# PARTS OF THE EXERCISE
(1) Reproduce the Fejér kernel excerpt word for word, everything from "Theorem: Fejér's Theorem" down to "of trigonometric polynomials.".
(2) Name each property of \(F_N\) that the Fejér kernel excerpt lists as driving the approximation argument.
(3) Answer these questions from the Fejér kernel excerpt:
(a) What name is given to the theorem?
(b) What do the three properties characterize, in classical terms?
(c) Under unit mass, which term of \(D_n\) survives integration?

# EXCERPTED TEXT
Three properties of \(F_N\) drive the approximation argument:

Positivity: \(F_N(t) \geq 0\) for all \(t\), since it is a squared modulus divided by a positive quantity.
Unit mass: \(\frac{1}{2\pi}\int_{-\pi}^{\pi} F_N(t)\, dt = 1\) for every \(N\), inherited from the Dirichlet-kernel computation \(\frac{1}{2\pi}\int_{-\pi}^{\pi} D_n(t)\, dt = 1\) (only the constant term \(e^{i0t} = 1\) in \(D_n = \sum_{k=-n}^n e^{ikt}\) survives integration); averaging over \(n = 0, \ldots, N-1\) preserves this value.
Concentration: for any \(\delta \in (0, \pi)\), \(\int_{\delta \leq |t| \leq \pi} F_N(t)\, dt \to 0\) as \(N \to \infty\), because \(\sin^2(t/2) \geq c_\delta > 0\) on \(\{\delta \leq |t| \leq \pi\}\), hence \(F_N(t) \leq 1/(N c_\delta)\) uniformly on that region.

These three properties characterize what is classically called a good kernel or approximate identity. From them follows the central approximation result:

Theorem: Fejér's Theorem (uniform version)

If \(f\) is continuous and \(2L\)-periodic on \(\mathbb{R}\), then the Cesàro means \(\sigma_N f\) converge to \(f\) uniformly on \(\mathbb{R}\) as \(N \to \infty\). In particular, every continuous \(2L\)-periodic function is the uniform limit of trigonometric polynomials.

# RECORDS SUPPLIED

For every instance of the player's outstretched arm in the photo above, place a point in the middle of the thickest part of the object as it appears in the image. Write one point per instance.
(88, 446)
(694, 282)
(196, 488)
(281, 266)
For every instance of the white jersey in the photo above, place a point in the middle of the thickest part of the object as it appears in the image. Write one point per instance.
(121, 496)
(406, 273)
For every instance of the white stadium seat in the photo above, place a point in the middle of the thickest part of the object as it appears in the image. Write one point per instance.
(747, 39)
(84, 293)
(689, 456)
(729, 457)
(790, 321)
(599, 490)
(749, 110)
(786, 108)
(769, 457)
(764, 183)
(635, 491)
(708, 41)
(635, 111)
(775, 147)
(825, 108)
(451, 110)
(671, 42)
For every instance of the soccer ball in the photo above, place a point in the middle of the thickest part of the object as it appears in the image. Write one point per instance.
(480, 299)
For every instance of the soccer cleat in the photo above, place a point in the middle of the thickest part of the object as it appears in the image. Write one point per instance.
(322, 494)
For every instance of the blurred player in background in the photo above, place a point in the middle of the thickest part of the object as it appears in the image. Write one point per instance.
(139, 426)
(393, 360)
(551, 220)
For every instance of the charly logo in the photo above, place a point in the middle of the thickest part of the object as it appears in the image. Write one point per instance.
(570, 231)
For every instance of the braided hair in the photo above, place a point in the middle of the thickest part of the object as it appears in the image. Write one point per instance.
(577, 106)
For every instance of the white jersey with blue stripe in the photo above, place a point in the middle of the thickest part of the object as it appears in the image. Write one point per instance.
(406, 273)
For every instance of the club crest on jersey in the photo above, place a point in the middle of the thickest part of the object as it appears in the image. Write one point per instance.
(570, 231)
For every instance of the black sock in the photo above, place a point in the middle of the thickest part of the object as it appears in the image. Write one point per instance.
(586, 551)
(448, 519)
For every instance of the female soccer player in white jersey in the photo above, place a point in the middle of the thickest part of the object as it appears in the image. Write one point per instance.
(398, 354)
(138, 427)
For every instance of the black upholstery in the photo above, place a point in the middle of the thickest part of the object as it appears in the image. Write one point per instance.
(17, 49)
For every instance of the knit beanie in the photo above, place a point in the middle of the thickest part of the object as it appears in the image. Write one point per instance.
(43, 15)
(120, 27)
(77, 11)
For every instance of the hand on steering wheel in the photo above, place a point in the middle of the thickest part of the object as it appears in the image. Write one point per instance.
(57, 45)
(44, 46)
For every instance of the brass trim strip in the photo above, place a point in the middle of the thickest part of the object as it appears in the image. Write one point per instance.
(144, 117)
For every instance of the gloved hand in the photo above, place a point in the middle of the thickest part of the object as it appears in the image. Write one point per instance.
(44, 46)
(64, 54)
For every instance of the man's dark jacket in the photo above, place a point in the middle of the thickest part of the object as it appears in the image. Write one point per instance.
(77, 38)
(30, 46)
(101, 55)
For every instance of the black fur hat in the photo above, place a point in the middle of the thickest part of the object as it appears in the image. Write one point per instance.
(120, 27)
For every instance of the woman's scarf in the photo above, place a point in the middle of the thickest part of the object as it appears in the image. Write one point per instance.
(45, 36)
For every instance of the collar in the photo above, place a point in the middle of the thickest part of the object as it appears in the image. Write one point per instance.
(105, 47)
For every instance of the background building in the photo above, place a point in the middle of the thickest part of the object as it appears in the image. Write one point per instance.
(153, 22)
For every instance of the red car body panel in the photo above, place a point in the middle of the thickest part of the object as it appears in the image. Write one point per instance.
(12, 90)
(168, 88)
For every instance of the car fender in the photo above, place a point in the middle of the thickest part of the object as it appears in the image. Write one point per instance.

# COMPLETED EXERCISE
(1)
Theorem: Fejér's Theorem (uniform version)

If \(f\) is continuous and \(2L\)-periodic on \(\mathbb{R}\), then the Cesàro means \(\sigma_N f\) converge to \(f\) uniformly on \(\mathbb{R}\) as \(N \to \infty\). In particular, every continuous \(2L\)-periodic function is the uniform limit of trigonometric polynomials.

(2)
Positivity
Unit mass
Concentration

(3)
(a) Fejér's Theorem (uniform version)
(b) A good kernel or approximate identity
(c) The constant term \(e^{i0t} = 1\)